— BEGIN RECORDS PROVIDED —

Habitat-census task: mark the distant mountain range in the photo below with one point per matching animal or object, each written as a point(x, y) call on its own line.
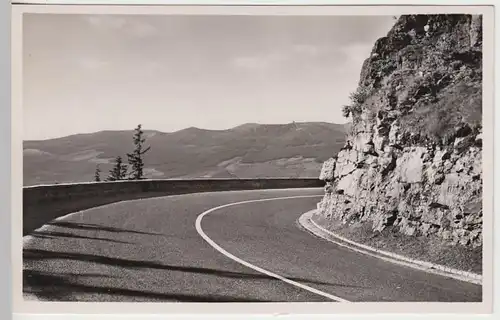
point(247, 151)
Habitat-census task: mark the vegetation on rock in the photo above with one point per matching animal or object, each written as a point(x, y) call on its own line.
point(412, 161)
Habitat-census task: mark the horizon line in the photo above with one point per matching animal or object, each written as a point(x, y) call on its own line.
point(186, 128)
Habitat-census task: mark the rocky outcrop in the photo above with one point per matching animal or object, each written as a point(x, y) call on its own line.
point(412, 160)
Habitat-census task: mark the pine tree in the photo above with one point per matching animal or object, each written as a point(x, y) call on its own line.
point(97, 174)
point(119, 170)
point(135, 158)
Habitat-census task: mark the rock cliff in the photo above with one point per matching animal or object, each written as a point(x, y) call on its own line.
point(412, 160)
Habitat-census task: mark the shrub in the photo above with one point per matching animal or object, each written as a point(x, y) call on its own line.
point(346, 111)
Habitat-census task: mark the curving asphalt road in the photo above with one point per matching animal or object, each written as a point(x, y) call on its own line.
point(151, 250)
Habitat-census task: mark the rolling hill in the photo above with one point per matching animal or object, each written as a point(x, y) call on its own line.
point(247, 151)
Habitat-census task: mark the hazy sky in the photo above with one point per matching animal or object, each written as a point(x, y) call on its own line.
point(86, 73)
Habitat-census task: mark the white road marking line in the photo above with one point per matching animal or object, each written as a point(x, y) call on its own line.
point(254, 267)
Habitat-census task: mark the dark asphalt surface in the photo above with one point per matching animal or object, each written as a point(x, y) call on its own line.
point(149, 250)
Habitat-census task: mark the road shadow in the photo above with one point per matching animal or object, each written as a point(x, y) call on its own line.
point(54, 235)
point(61, 287)
point(44, 255)
point(96, 227)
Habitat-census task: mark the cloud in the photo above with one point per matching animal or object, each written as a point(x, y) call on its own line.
point(258, 62)
point(308, 50)
point(131, 26)
point(357, 52)
point(92, 63)
point(142, 30)
point(106, 21)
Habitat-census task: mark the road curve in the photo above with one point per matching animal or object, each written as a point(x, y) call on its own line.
point(150, 250)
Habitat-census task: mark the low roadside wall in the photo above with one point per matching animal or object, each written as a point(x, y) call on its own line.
point(44, 203)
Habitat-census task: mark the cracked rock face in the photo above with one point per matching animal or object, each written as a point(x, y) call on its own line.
point(412, 160)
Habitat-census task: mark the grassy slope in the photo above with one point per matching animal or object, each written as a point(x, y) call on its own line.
point(250, 150)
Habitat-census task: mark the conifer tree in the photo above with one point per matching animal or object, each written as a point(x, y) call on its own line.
point(135, 159)
point(97, 176)
point(119, 170)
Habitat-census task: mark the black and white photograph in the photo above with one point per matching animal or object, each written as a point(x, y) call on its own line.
point(253, 158)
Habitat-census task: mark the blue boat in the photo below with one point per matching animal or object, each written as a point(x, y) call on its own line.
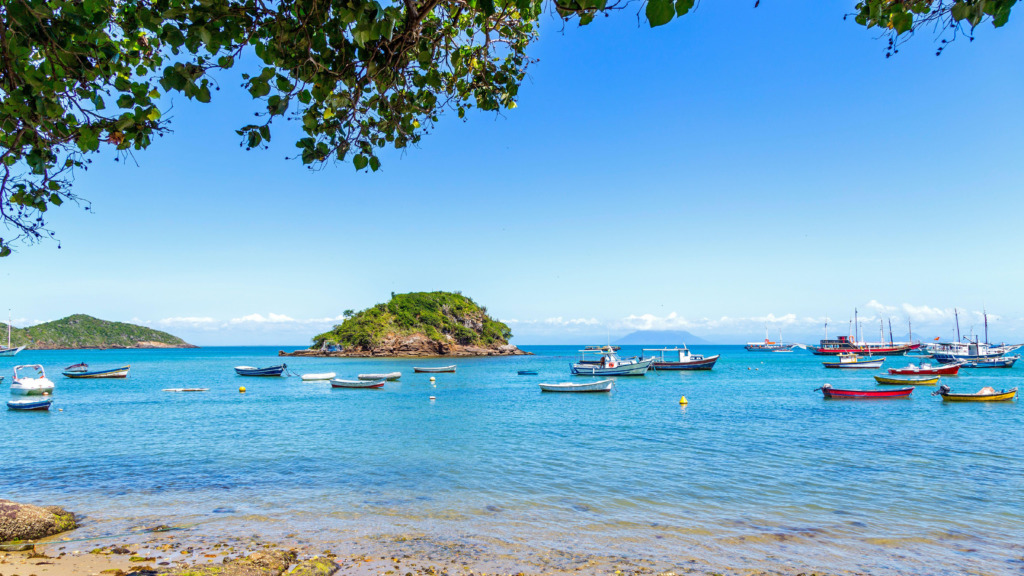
point(268, 371)
point(29, 404)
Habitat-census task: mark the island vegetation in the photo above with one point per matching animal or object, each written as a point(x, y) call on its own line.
point(81, 331)
point(417, 324)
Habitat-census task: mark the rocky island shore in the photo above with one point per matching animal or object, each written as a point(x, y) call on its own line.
point(417, 324)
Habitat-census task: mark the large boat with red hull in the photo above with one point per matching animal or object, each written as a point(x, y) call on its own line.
point(844, 344)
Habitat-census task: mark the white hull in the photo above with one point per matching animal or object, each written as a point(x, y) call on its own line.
point(600, 385)
point(316, 377)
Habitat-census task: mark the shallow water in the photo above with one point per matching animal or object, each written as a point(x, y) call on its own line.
point(757, 470)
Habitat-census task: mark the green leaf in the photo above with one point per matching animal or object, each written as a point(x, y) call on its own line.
point(659, 12)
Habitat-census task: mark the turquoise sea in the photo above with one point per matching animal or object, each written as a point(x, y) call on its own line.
point(756, 471)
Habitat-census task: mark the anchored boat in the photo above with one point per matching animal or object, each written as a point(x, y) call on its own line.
point(683, 359)
point(112, 373)
point(986, 394)
point(829, 392)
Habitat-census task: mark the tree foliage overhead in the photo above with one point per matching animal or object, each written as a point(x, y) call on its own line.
point(80, 77)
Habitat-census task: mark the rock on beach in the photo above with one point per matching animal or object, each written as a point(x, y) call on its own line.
point(28, 522)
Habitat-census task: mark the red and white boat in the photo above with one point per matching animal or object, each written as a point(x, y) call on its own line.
point(929, 370)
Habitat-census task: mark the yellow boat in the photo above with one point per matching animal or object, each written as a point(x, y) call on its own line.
point(986, 394)
point(911, 380)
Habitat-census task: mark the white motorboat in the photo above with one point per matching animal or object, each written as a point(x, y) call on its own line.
point(360, 383)
point(390, 376)
point(37, 385)
point(315, 377)
point(599, 385)
point(609, 364)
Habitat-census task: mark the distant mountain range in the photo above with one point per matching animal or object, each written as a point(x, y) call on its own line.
point(654, 337)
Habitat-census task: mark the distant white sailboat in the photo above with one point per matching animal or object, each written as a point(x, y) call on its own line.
point(7, 351)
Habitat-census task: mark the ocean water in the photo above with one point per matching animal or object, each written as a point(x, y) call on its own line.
point(756, 471)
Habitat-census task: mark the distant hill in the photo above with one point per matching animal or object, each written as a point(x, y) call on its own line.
point(643, 337)
point(81, 331)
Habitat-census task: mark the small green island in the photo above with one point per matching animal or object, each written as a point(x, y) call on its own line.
point(416, 324)
point(80, 331)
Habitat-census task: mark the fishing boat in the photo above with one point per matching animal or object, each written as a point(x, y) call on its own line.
point(927, 369)
point(999, 362)
point(268, 371)
point(434, 370)
point(609, 364)
point(683, 359)
point(27, 404)
point(850, 360)
point(112, 373)
point(390, 376)
point(599, 385)
point(986, 394)
point(343, 383)
point(37, 385)
point(8, 351)
point(908, 380)
point(829, 392)
point(316, 377)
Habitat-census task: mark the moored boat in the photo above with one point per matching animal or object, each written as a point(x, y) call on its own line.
point(37, 385)
point(829, 392)
point(850, 360)
point(609, 364)
point(683, 360)
point(268, 371)
point(112, 373)
point(434, 370)
point(927, 369)
point(316, 377)
point(389, 376)
point(344, 383)
point(986, 394)
point(599, 385)
point(29, 404)
point(908, 380)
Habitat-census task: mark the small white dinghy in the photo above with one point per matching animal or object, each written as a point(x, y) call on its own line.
point(599, 385)
point(315, 377)
point(390, 376)
point(343, 383)
point(38, 385)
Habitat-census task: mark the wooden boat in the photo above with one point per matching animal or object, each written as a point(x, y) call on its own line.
point(829, 392)
point(683, 360)
point(436, 370)
point(29, 404)
point(609, 364)
point(268, 371)
point(1000, 362)
point(927, 369)
point(342, 383)
point(390, 376)
point(986, 394)
point(855, 361)
point(599, 385)
point(38, 385)
point(909, 380)
point(316, 377)
point(112, 373)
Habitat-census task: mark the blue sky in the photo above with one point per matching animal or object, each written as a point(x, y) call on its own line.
point(733, 168)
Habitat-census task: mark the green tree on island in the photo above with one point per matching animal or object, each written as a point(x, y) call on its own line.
point(79, 77)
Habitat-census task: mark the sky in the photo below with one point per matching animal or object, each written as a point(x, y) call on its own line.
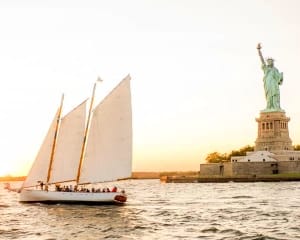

— END RECORDS PROVIDED —

WHAT YOU WILL DO =>
Count the lines in the rows above that contain the word "overhead" and give only that number.

REPLY TO THE TASK =>
1